=== Section Start ===

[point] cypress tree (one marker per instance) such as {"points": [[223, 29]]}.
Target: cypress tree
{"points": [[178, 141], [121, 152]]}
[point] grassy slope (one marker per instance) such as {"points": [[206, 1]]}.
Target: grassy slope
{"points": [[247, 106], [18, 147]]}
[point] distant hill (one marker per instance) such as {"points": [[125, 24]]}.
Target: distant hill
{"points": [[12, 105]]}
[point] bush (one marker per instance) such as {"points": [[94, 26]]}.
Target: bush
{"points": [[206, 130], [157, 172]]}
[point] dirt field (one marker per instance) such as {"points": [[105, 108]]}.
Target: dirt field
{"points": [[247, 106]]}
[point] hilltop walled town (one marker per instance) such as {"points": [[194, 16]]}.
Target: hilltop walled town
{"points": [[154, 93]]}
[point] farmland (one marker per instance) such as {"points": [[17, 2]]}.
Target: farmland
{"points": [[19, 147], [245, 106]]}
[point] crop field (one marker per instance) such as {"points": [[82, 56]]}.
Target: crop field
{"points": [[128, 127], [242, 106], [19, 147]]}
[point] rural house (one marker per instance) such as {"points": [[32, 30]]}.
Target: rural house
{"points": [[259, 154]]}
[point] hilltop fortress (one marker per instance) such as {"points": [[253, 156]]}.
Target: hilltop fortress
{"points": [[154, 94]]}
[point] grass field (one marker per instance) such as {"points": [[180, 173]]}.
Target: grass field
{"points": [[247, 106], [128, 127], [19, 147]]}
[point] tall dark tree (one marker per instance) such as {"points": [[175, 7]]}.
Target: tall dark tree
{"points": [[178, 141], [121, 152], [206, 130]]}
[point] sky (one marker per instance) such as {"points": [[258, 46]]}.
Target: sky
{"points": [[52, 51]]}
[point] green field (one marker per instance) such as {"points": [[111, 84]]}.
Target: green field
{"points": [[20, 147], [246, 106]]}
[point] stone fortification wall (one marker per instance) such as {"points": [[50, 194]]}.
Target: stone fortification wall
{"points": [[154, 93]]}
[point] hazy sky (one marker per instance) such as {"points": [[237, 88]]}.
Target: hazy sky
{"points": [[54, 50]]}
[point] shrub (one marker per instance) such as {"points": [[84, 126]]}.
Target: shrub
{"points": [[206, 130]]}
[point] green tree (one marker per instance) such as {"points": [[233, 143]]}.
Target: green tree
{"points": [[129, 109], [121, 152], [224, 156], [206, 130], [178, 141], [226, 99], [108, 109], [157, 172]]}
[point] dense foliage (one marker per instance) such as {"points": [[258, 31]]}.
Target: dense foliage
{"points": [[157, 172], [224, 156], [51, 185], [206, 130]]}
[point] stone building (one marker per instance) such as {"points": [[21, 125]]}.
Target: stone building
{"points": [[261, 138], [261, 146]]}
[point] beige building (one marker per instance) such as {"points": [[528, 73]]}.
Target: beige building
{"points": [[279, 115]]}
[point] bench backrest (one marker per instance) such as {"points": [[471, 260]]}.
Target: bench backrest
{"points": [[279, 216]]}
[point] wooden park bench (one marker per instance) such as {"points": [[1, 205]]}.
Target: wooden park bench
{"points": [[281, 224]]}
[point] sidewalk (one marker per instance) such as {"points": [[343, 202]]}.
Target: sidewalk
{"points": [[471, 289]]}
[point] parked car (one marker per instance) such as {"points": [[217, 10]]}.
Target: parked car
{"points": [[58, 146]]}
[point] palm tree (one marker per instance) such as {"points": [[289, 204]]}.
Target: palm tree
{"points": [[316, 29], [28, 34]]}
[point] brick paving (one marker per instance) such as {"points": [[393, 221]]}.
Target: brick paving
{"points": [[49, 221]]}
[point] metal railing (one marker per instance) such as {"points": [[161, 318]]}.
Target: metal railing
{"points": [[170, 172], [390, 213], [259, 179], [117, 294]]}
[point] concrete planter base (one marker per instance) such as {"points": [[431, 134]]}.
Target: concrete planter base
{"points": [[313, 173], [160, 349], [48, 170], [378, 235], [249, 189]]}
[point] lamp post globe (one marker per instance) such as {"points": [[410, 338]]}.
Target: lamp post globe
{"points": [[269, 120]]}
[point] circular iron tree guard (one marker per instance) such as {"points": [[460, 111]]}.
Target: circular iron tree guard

=== Section End ===

### Required work
Every record above must be repeated word for word.

### Solution to the problem
[point] cypress tree (one marker per instance) such as {"points": [[223, 29]]}.
Target: cypress tree
{"points": [[178, 141], [121, 152]]}
[point] grassy slope (one marker per instance) such as {"points": [[206, 1]]}.
Target: grassy slope
{"points": [[247, 106], [18, 147]]}
[point] distant hill (one marker per instance) such as {"points": [[125, 24]]}.
Target: distant hill
{"points": [[12, 105]]}
[point] bush (one marker per instance) such as {"points": [[94, 26]]}.
Target: bush
{"points": [[206, 130], [157, 172]]}
[point] dirt field (one marker per instance) such as {"points": [[105, 108]]}.
Target: dirt field
{"points": [[247, 106]]}
[point] hilltop walled town (one marker per instance) such as {"points": [[194, 16]]}.
Target: hilltop walled town
{"points": [[154, 93]]}
[point] farmland (one marker per instance) such as {"points": [[17, 2]]}.
Target: farmland
{"points": [[19, 147], [245, 106]]}
[point] crop field (one marker per instance) such as {"points": [[82, 56]]}.
Target: crop field
{"points": [[128, 127], [242, 106], [19, 147]]}
[point] rural house (one marker per instance) such as {"points": [[32, 30]]}.
Target: rural house
{"points": [[259, 154]]}
[point] hilltop fortress (one marker per instance) such as {"points": [[253, 156]]}.
Target: hilltop fortress
{"points": [[154, 94]]}
[point] grass field (one marker per instance) such as {"points": [[180, 173]]}.
Target: grass field
{"points": [[247, 106], [128, 127], [19, 147]]}
[point] tall dark tree (one marker per instance) such as {"points": [[175, 7]]}.
Target: tall dark tree
{"points": [[178, 141], [121, 152], [206, 130]]}
[point] sky (one marker per instance) such as {"points": [[258, 46]]}.
Target: sky
{"points": [[52, 51]]}
[point] green field (one marker per instance) such as {"points": [[111, 84]]}.
Target: green field
{"points": [[20, 147], [246, 106]]}
[point] stone fortification wall (one marker per instance) such as {"points": [[50, 194]]}.
Target: stone fortification wall
{"points": [[154, 93]]}
[point] hazy sky (one marker per instance) such as {"points": [[237, 88]]}.
Target: hazy sky
{"points": [[54, 50]]}
[point] shrub (one marker per instance) such as {"points": [[84, 126]]}.
Target: shrub
{"points": [[206, 130]]}
[point] green tree (one marker per instance) such as {"points": [[233, 143]]}.
Target: green tree
{"points": [[129, 109], [121, 152], [224, 156], [206, 130], [178, 141], [226, 99], [108, 109], [157, 172]]}
[point] dense foliage (one marker per instance) such as {"points": [[258, 31]]}.
Target: dense foliage
{"points": [[157, 172], [224, 156], [51, 185], [206, 130]]}
[point] stone building (one marker per instance) such as {"points": [[21, 125]]}.
Target: stone building
{"points": [[261, 138], [261, 146]]}
[point] beige building (one marker per instance) such as {"points": [[528, 73]]}.
Target: beige building
{"points": [[279, 115]]}
[point] bench backrest (one marker per instance) such as {"points": [[471, 260]]}.
Target: bench backrest
{"points": [[279, 216]]}
[point] wooden park bench (one marker per instance) such as {"points": [[1, 205]]}.
Target: wooden park bench
{"points": [[281, 224]]}
[point] sidewalk (one marker per instance) such as {"points": [[343, 202]]}.
Target: sidewalk
{"points": [[471, 289]]}
[point] parked car (one marker per instance) such as {"points": [[217, 10]]}.
Target: parked car
{"points": [[58, 146]]}
[point] palm tree (one marker per instance) such as {"points": [[289, 204]]}.
Target: palm tree
{"points": [[316, 29], [28, 34]]}
[point] brick paving (one marker per instance) such as {"points": [[393, 221]]}.
Target: brick paving
{"points": [[49, 221]]}
[point] metal railing (one marker per instance) such as {"points": [[161, 318]]}.
Target: metal railing
{"points": [[170, 172], [390, 213], [259, 179], [117, 294]]}
[point] concrete planter base (one marker per instance) such as {"points": [[431, 134]]}.
Target: concrete planter base
{"points": [[313, 173], [160, 349], [48, 170], [378, 235], [249, 189]]}
[point] lamp post globe (one marker per instance) such as {"points": [[410, 338]]}.
Target: lamp post globe
{"points": [[269, 120]]}
[point] circular iron tree guard (one marker per instance) such as {"points": [[460, 111]]}.
Target: circular iron tree guard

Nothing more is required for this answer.